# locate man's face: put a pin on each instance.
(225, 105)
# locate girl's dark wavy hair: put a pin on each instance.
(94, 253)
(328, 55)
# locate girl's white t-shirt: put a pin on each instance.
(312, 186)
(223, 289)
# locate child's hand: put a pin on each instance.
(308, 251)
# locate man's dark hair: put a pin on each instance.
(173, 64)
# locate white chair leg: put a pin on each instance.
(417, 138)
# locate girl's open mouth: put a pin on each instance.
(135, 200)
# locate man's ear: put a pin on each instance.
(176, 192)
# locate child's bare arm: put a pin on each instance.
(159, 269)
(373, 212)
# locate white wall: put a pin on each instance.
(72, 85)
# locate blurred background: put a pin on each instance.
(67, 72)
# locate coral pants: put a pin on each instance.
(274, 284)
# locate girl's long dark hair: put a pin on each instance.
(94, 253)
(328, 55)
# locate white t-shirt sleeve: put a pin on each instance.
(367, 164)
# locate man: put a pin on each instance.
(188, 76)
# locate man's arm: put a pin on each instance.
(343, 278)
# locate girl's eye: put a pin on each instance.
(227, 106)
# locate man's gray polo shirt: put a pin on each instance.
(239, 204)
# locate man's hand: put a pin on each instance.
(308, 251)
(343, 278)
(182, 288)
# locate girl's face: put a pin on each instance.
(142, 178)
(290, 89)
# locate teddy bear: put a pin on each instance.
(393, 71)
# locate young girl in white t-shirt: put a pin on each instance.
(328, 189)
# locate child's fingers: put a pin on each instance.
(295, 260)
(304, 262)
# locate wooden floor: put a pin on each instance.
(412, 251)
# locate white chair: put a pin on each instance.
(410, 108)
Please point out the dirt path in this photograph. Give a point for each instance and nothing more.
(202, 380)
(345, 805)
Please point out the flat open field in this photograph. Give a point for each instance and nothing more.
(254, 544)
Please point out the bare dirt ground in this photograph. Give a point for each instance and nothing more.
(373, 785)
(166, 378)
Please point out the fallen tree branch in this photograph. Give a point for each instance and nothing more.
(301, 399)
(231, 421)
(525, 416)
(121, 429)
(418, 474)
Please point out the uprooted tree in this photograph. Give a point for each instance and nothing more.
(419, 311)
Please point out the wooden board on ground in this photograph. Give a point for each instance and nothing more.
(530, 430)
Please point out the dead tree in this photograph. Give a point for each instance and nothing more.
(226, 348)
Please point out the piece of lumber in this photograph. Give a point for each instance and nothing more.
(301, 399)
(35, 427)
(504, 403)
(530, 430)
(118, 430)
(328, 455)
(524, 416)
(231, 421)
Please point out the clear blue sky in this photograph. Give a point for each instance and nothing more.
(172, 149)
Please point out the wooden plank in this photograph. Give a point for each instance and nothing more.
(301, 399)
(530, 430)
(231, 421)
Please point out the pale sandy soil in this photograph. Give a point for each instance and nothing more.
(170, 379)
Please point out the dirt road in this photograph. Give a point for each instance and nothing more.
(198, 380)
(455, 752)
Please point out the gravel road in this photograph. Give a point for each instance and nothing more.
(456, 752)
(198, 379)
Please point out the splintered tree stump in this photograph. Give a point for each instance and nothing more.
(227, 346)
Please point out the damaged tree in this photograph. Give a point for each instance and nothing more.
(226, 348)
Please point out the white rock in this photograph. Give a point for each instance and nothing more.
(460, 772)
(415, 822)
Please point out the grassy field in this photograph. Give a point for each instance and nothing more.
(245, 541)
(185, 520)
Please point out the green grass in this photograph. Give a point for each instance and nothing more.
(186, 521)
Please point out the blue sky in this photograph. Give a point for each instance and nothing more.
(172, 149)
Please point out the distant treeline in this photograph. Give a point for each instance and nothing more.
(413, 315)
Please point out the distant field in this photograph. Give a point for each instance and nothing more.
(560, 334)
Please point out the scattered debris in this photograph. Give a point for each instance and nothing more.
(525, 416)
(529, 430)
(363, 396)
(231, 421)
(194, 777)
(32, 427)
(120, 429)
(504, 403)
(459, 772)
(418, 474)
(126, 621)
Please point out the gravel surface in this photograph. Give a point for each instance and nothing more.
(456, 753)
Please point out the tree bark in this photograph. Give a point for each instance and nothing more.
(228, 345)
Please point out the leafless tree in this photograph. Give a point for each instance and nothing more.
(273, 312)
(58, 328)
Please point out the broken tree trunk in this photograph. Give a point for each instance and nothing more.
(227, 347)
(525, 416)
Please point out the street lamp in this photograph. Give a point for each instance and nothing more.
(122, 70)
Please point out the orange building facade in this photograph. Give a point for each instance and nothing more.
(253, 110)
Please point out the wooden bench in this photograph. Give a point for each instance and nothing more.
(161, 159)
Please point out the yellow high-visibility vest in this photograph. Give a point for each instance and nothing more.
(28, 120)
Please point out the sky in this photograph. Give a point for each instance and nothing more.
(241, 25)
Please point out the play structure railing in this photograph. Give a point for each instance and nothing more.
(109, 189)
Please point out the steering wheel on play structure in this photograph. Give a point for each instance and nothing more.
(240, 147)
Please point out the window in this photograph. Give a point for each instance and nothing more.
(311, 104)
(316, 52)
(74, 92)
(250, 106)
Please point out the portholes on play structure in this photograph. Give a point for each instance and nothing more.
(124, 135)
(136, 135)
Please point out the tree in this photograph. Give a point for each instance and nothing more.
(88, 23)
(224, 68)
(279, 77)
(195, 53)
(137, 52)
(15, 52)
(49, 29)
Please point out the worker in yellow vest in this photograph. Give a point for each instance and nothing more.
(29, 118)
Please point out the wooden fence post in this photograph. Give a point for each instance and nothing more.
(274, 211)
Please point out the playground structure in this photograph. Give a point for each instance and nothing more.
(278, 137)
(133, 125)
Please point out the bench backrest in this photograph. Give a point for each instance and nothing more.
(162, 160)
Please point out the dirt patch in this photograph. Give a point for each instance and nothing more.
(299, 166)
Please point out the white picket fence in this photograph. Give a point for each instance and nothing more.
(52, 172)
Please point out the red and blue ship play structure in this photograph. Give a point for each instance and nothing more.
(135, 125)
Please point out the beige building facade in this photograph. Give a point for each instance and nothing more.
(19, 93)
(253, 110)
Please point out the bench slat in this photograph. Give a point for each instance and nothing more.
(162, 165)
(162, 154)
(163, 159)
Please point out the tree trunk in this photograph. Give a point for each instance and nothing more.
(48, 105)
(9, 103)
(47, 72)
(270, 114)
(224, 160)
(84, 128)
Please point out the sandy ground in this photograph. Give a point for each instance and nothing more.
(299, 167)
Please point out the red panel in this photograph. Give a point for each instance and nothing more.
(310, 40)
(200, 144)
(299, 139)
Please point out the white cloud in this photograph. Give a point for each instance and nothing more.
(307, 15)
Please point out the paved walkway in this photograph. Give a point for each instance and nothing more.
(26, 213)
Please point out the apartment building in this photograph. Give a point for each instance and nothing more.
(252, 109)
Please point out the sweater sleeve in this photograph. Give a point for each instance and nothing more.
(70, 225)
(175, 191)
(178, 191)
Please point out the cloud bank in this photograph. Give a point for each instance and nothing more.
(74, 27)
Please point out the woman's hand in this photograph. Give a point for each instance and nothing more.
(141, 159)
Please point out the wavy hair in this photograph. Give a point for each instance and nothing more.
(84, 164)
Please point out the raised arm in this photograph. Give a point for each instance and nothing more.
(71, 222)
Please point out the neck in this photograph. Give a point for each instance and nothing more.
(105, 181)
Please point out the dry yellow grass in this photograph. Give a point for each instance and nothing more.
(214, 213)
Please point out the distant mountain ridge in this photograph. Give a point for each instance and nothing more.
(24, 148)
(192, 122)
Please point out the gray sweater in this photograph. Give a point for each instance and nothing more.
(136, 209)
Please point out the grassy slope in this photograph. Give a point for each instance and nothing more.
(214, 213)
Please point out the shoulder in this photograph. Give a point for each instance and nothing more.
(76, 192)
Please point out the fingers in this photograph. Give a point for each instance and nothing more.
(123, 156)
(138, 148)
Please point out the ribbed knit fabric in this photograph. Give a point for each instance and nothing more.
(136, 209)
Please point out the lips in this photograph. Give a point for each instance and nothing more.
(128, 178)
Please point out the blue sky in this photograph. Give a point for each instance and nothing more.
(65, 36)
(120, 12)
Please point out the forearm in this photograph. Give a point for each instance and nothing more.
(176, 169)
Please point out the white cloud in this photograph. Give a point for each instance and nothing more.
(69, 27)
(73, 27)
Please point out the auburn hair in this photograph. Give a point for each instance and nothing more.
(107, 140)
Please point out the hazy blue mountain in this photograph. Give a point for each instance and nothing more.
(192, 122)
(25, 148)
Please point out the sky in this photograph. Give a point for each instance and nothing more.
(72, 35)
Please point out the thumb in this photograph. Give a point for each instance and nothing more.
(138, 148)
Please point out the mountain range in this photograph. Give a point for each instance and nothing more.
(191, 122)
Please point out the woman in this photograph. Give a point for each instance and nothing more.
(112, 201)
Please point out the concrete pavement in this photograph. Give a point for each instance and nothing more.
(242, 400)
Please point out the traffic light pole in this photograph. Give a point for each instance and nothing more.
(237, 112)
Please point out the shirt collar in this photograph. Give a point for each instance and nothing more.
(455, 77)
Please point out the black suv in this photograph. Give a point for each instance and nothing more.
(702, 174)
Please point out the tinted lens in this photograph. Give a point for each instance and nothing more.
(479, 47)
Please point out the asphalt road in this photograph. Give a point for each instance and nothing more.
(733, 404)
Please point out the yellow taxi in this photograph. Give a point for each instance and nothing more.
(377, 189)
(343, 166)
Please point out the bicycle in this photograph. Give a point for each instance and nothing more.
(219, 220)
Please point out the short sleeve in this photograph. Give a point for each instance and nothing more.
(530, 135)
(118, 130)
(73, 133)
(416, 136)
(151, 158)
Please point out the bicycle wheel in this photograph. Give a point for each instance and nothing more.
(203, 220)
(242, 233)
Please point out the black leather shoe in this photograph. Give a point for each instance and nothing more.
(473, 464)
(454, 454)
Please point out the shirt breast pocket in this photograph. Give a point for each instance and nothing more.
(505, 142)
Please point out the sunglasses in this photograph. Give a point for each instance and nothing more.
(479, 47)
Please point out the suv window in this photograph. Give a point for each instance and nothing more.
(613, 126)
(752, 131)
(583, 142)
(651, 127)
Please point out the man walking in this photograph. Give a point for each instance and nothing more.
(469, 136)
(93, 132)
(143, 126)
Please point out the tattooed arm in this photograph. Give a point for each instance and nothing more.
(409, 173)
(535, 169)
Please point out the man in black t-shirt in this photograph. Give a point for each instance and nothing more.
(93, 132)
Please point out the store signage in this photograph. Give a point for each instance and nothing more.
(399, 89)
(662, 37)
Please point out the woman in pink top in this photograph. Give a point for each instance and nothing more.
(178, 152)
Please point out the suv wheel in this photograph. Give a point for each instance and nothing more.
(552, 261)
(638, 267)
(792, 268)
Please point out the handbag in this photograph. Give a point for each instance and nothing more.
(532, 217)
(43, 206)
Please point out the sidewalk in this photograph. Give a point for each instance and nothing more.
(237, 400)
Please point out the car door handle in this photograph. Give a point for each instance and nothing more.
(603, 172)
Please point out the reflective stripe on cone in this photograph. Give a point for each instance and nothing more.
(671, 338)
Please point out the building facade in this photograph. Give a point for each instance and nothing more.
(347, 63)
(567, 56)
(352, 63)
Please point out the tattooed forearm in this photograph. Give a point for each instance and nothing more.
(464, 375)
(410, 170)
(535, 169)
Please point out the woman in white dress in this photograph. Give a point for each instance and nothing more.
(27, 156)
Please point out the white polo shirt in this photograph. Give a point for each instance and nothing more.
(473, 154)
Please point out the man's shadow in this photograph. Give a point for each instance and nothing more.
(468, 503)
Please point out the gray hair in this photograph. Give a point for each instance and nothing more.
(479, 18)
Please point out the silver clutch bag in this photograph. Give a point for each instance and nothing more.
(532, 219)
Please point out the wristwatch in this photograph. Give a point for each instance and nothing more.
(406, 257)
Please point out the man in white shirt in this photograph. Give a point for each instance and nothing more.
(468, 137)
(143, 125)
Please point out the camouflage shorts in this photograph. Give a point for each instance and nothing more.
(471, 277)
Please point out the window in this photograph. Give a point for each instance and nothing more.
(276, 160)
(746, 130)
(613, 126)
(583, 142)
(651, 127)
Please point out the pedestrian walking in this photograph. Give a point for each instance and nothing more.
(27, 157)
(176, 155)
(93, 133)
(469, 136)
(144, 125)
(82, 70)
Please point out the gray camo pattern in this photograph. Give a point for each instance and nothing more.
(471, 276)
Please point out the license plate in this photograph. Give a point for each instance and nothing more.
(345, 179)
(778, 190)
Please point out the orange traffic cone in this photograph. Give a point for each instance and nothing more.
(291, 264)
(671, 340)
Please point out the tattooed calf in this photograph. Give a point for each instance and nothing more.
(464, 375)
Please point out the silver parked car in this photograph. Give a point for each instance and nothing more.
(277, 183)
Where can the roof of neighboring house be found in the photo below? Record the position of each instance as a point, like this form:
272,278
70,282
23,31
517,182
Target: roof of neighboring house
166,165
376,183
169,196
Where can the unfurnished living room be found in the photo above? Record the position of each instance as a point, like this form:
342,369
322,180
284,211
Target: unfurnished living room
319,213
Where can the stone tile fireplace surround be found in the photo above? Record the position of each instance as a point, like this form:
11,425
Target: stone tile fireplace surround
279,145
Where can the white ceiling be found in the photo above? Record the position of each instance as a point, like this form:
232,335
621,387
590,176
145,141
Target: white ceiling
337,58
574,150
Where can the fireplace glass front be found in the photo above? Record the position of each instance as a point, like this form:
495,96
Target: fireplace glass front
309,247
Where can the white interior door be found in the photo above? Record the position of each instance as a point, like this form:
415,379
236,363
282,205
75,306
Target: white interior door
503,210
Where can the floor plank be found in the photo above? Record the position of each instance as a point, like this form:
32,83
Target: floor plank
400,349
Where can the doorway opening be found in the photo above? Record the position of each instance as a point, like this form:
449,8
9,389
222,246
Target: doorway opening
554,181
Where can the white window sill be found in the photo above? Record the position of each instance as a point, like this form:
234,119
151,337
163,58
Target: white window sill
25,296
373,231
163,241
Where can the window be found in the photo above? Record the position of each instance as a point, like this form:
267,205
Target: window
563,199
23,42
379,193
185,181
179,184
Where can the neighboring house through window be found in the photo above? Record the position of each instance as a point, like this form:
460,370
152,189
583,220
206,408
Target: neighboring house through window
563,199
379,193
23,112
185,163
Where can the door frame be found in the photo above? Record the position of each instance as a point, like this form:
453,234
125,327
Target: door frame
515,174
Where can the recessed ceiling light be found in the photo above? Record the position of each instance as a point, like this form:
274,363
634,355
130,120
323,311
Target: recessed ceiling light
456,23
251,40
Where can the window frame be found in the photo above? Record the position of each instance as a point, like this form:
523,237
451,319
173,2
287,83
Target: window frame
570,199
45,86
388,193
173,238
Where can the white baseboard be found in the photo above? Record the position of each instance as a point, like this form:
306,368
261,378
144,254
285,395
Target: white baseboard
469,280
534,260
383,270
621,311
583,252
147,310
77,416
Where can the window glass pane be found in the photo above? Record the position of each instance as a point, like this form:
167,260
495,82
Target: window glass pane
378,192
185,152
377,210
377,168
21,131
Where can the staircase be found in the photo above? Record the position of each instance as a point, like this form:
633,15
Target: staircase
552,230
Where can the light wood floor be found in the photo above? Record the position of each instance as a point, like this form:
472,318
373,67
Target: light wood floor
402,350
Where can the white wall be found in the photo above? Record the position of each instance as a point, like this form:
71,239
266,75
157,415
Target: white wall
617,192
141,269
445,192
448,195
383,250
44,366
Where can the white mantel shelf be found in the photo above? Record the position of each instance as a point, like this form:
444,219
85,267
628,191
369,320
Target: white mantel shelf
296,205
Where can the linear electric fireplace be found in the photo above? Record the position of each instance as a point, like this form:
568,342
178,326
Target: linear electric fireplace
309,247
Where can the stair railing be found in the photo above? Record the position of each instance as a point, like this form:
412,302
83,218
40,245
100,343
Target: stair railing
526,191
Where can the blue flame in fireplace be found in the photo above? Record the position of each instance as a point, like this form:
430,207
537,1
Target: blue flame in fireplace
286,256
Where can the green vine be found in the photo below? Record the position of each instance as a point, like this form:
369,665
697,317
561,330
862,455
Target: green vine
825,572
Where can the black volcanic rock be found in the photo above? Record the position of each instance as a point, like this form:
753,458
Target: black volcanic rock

◆ ◆ ◆ ◆

* [Instructions to follow]
Across the entries above, find each line with the word "below" and please copy it out.

* [Answer box]
Where can the roof of neighboring house be found in the photo below? Record the position of each instance as a point, like this form:
Where can the green vine be found in the photo below? Record the position of each instance as a point, like this form:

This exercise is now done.